=== Passage shown ===
Google system design interview questions (for technical program managers)

  1. Design Google Maps.
  2. Design Street View.
  3. Design YouTube.
  4. Design a key pair system which can handle 3,000 keys per second.
  5. How will you move 100 petabytes of data from the East Coast to the West Coast?
  6. How will you build a global system to upgrade software on a fleet of machines?
  7. Design a web cache.
  8. How would you deploy a solution for cloud computing to build in redundancy for the compute cluster?
  9. Design the server infrastructure for GMail.

Preparing for Google system design interviews

As you can see from the complex questions above, there is a lot of ground to cover when it comes to system design interview preparation. So it’s best to take a systematic approach to make the most of your practice time, which is why we recommend the four steps below.

For extra tips and resources, take a look at our system design interview prep guide and our list of 19 system design interview tips from ex-interviewers.

1. Learn the interview process

Of course, your system design interviews at Google will be part of a larger interview process. For help understanding the overall interview process and practice questions for every type of question you’ll be asked, use one of the guides below.

Now, let’s dig deeper into system design interview prep.

2. Learn the concepts

There is a base level of knowledge required to be able to speak intelligently about system design. You don't need to know EVERYTHING about sharding, load balancing, queues, etc. 

However, you will need to understand the high-level function of typical system components. You'll also want to know how these components relate to each other, and any relevant industry standards or major tradeoffs. 

To help you get the foundational knowledge you need, we've put together a series of 9 system design concept guides. Here's the full list:

  1. Network protocols and proxies, which make it possible for any networked computers to talk to each other, no matter where they are or what hardware or software they’re running.
  2. Databases, integral components of the world’s biggest technology systems.
  3. Latency, throughput, and availability, three common metrics for measuring system performance.
  4. Load balancing, the process of distributing tasks over a set of computing nodes to improve the performance and reliability of the system.

Region annotation entries:
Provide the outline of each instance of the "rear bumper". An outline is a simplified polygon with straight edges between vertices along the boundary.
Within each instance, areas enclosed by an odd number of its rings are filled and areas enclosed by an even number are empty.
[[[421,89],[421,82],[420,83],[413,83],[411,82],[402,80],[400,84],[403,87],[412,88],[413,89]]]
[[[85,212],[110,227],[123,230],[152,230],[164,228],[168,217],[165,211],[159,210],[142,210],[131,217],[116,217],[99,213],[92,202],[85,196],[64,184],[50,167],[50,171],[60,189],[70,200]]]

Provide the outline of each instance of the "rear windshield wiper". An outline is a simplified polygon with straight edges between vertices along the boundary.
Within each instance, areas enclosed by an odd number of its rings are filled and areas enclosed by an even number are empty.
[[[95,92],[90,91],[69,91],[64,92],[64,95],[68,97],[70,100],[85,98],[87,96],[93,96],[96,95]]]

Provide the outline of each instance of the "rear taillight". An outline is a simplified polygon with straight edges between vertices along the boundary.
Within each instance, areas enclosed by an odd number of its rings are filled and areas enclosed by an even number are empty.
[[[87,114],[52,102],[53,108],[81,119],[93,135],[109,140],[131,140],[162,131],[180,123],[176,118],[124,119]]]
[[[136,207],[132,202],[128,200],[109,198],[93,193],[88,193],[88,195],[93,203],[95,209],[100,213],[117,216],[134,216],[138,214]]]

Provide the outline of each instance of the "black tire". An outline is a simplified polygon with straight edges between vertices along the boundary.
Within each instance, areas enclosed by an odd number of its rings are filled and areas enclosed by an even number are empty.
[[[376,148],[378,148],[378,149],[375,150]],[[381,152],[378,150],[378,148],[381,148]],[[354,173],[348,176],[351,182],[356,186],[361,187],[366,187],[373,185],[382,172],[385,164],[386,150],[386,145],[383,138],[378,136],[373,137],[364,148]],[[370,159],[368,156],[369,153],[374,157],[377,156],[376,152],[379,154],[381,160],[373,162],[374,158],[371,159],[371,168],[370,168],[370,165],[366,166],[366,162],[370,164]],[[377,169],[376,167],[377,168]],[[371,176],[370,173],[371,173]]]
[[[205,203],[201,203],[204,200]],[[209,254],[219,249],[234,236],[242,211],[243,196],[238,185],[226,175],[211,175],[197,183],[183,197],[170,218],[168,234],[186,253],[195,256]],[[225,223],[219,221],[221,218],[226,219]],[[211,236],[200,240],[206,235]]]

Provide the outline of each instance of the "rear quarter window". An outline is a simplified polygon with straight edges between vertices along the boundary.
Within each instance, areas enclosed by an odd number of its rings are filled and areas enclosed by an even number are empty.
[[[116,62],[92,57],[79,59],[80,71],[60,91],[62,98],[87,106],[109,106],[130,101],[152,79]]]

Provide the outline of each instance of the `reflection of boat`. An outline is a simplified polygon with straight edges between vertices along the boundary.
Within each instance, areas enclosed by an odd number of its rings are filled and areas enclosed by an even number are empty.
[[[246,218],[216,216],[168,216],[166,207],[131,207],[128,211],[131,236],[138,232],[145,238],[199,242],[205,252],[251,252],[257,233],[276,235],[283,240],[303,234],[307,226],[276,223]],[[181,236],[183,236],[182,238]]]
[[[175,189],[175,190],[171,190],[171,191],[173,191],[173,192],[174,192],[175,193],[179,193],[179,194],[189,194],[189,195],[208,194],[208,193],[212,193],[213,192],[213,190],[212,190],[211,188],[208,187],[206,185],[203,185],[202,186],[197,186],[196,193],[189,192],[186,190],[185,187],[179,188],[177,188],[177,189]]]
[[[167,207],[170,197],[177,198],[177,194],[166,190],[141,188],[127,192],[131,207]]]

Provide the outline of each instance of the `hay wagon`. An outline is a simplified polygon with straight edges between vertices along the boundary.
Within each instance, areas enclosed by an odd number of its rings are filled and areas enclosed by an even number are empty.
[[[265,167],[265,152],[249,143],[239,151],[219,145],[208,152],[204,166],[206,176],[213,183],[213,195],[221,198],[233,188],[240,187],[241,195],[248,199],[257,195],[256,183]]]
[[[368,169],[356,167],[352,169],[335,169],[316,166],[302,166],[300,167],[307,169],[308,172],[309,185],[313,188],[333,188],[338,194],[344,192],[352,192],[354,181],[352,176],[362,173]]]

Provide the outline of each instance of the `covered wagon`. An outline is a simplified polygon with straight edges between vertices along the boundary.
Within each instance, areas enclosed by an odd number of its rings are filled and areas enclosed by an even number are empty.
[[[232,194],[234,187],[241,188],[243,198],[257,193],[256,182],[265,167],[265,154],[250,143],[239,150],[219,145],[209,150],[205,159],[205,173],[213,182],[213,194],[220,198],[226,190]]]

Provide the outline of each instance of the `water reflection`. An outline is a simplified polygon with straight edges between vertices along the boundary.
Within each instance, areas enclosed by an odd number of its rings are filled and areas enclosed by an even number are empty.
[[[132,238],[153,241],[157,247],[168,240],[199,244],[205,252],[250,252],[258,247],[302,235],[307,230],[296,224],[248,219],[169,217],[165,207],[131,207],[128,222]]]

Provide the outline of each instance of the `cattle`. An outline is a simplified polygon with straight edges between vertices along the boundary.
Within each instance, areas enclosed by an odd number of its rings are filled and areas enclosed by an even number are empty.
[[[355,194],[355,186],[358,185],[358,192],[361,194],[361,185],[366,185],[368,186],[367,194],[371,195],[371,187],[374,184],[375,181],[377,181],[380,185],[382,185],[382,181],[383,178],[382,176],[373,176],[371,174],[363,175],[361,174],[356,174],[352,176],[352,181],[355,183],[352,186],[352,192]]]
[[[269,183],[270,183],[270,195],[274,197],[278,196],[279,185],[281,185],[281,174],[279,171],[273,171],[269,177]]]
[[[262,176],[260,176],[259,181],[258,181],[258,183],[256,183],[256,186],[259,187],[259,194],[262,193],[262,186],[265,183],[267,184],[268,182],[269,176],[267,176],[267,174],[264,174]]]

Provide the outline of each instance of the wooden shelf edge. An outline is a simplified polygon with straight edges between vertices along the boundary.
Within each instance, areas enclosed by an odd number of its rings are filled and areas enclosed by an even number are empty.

=== Written tasks ===
a) Decide whether each statement below agrees with the passage on Google system design interviews. Answer yes or no for each, and quote the words from the passage that settle it.
(i) The passage says candidates must know everything about sharding, load balancing, and queues.
(ii) The passage recommends four steps for preparing.
(iii) The concept guides the passage mentions come in a series of nine.
b) Resume the passage on Google system design interviews after its last line, beginning with the fifth item in its list of concept guides.

=== Answers to each task ===
a)
(i) No: "You don't need to know EVERYTHING about sharding, load balancing, queues, etc."
(ii) Yes: "which is why we recommend the four steps below."
(iii) Yes: "we've put together a series of 9 system design concept guides."

b)
  5. Leader election algorithms, which describe how a cluster of nodes without a leader can communicate with each other to choose exactly one of themselves to become the leader. 
  6. Caching, a technique that stores copies of frequently used application data in a layer of smaller, faster memory in order to compute costs and to improve data retrieval times and throughput.
  7. Sharding, the horizontal scaling of a database system that is accomplished by breaking the database up into smaller “shards,” which are separate database servers that all contain a subset of the overall dataset.
  8. Polling, SSE, and WebSockets, techniques for streaming high volumes of data to or from a server.
  9. Queues and pub-sub, mechanisms that allow a system to process messages asynchronously, which can eliminate bottlenecks and help the system to operate more efficiently.

We’d encourage you to begin by studying these topics, and once you understand the basics, you can begin practicing system design questions.

3. Work through system design interview questions

We recommend using a repeatable answer framework when answering system design interview questions. You can learn more about that framework here, but in the meantime, here is a summary:

Step 1: Ask clarifying questions

First, spend about five minutes checking in with your interviewer about the functional and non-functional requirements of what you’re going to design. Ask about the system’s goals and how they will be measured. Be sure that you fully understand the question before moving forward.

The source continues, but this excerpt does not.